### Task description
Set down, word for word, the stretch of lines from the one containing "Each instance of the small waterfall" to the end of the records below.

### The data

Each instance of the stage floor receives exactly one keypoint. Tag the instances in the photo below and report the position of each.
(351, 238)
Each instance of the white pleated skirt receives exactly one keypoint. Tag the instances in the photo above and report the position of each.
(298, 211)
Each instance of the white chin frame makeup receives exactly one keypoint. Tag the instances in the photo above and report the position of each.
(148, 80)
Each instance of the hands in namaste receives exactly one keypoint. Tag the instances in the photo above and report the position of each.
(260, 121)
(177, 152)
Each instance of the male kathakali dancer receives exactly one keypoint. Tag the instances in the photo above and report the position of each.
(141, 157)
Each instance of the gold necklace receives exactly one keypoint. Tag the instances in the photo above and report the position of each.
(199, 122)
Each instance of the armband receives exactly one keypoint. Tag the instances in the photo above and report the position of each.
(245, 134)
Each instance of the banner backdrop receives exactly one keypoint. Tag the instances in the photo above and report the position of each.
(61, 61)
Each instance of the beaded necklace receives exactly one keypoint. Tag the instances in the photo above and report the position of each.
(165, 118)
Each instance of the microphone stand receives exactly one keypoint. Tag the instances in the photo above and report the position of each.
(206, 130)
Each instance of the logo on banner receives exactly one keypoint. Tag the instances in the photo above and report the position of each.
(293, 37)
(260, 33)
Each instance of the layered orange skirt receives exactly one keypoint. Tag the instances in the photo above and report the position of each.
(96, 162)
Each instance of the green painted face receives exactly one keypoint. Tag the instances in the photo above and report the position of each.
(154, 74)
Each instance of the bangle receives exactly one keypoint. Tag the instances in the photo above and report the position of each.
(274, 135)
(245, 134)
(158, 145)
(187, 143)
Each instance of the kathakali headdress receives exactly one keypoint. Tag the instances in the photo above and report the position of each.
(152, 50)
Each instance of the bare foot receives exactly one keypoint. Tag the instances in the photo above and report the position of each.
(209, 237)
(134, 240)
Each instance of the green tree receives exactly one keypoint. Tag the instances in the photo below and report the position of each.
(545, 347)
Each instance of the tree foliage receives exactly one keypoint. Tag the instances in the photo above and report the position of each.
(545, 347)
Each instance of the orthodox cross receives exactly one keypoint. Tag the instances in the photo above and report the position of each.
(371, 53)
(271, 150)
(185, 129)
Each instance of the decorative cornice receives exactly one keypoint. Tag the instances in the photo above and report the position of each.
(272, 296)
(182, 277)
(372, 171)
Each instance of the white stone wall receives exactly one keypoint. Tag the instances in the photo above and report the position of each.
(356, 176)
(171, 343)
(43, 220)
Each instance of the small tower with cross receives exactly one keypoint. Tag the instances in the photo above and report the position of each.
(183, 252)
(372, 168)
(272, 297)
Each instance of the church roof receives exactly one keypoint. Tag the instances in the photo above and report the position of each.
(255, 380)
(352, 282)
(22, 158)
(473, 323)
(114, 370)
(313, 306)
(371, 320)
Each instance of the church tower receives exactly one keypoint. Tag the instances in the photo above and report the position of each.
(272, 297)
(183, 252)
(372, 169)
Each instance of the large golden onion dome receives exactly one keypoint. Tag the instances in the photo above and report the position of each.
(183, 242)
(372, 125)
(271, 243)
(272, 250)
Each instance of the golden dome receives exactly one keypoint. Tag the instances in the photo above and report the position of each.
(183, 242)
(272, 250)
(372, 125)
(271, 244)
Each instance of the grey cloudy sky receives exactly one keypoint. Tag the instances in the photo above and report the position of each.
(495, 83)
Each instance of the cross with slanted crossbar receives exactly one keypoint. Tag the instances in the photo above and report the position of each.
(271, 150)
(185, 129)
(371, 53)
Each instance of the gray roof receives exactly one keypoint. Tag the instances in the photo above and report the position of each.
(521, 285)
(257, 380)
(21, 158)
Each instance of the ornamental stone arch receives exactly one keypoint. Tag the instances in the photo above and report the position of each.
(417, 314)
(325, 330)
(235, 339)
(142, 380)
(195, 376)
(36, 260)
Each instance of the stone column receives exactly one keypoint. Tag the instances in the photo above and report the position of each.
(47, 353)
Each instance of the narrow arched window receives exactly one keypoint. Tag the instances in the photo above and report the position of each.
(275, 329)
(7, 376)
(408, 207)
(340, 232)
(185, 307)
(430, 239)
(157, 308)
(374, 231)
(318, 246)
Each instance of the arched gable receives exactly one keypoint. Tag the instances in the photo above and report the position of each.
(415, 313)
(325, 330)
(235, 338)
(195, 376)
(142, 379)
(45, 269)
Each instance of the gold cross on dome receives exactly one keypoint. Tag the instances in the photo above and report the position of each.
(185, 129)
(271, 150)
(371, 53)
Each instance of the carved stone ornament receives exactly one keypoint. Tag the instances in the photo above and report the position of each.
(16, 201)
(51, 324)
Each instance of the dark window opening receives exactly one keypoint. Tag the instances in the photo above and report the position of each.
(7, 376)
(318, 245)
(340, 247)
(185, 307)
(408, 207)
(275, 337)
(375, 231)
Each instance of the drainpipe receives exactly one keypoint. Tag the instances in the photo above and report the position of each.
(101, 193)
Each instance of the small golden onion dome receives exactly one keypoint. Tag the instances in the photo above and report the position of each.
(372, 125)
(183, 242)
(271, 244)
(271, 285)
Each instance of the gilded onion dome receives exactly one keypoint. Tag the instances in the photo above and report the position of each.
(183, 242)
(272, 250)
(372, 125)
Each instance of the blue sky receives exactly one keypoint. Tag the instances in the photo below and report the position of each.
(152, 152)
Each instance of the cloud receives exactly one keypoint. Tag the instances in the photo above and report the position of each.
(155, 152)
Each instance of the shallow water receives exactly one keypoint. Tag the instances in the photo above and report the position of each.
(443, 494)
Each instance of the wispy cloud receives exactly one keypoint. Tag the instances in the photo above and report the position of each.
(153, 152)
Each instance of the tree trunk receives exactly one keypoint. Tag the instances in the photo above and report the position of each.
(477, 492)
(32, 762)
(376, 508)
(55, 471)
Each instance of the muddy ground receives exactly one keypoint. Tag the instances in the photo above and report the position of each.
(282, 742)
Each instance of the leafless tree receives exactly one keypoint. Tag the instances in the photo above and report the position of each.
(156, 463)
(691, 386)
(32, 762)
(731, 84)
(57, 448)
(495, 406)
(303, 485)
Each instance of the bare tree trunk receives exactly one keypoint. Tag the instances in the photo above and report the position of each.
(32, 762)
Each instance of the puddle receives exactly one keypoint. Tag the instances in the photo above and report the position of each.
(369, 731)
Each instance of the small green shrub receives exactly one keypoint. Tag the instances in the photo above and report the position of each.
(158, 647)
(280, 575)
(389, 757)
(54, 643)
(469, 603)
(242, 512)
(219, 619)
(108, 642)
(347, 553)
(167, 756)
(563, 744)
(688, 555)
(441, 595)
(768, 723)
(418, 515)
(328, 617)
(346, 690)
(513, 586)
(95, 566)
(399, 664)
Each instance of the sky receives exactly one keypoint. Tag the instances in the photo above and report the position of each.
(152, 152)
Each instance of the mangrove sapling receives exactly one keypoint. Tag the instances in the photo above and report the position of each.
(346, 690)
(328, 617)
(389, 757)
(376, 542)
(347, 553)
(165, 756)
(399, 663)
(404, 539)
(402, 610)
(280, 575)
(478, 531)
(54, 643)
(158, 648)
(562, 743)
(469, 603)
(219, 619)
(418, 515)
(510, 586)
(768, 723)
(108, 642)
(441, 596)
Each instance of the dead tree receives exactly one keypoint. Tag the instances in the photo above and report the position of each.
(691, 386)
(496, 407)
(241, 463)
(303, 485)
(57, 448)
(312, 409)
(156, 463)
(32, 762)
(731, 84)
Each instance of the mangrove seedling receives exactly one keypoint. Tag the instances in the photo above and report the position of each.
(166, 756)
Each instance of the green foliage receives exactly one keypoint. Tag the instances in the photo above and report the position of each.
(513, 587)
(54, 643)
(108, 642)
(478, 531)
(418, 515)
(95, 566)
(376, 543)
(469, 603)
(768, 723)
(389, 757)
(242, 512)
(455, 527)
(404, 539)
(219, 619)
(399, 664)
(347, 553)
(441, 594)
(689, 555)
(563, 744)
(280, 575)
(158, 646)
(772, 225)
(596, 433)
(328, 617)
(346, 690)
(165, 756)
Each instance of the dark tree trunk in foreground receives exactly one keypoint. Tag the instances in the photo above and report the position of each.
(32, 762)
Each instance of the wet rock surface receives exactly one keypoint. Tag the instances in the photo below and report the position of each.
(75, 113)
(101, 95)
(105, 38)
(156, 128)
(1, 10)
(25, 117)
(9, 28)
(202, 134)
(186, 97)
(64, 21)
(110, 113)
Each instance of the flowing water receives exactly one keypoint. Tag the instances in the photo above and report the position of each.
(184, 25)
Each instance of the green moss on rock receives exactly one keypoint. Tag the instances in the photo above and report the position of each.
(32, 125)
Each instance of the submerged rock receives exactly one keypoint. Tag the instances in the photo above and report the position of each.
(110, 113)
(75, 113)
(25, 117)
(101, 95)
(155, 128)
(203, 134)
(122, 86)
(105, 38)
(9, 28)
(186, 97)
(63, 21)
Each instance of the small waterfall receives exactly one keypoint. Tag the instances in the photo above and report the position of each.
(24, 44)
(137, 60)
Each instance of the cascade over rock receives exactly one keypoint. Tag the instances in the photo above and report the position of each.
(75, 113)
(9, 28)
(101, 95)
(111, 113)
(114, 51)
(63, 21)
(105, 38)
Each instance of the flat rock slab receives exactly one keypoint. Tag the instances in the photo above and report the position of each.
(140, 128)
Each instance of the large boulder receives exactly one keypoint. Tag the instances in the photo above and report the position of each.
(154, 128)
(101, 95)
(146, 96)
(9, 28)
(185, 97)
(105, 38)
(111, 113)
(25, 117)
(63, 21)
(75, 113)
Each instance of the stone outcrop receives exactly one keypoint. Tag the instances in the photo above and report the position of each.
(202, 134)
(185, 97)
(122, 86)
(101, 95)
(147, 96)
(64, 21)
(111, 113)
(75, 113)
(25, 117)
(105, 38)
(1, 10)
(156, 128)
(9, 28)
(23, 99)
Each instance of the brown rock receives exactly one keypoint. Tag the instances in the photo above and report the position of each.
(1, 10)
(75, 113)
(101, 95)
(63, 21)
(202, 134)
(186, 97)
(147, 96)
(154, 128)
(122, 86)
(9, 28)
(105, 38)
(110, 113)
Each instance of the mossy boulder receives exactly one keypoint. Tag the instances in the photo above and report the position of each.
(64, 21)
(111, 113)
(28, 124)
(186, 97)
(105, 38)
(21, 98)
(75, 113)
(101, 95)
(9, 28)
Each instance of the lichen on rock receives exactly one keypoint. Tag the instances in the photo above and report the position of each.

### Output
Each instance of the small waterfall receives exactly one keypoint. Tag the instances in the photo above and report the position of each.
(24, 44)
(137, 60)
Each instance of the cascade over rock receives exactly one keypoint. Tag the instances in the photo above and report the position of each.
(75, 113)
(9, 28)
(101, 95)
(111, 113)
(114, 51)
(63, 21)
(105, 38)
Each instance of the flat rock slab receives exactly one keypoint. Tag the instances in the photo above and report the position of each.
(140, 128)
Each instance of the large boulder receives exactly one keypoint. Tag the instances in the photo above and report the position of each.
(154, 128)
(101, 95)
(146, 96)
(9, 28)
(185, 97)
(105, 38)
(111, 113)
(25, 117)
(63, 21)
(75, 113)
Each instance of the stone outcrop receives exactly one keypoint. Tag the instances in the photo above and report the position of each.
(202, 134)
(185, 97)
(122, 86)
(101, 95)
(147, 96)
(64, 21)
(111, 113)
(75, 113)
(25, 117)
(105, 38)
(1, 10)
(156, 128)
(9, 28)
(23, 99)
Each instance of the brown rock receives exactly one keypoint. Tag the instances in the photo above and report the position of each.
(1, 10)
(75, 113)
(101, 95)
(63, 21)
(202, 134)
(186, 97)
(147, 96)
(154, 128)
(122, 86)
(9, 28)
(105, 38)
(110, 113)
Each instance of the mossy boulder receives exactly one keypoint. Tag the instances in the photo above and report the position of each.
(64, 21)
(111, 113)
(28, 124)
(186, 97)
(105, 38)
(21, 98)
(75, 113)
(101, 95)
(9, 28)
Each instance of the lichen on rock receives exactly one keypoint. Tag the instances in the photo above and report the position of each.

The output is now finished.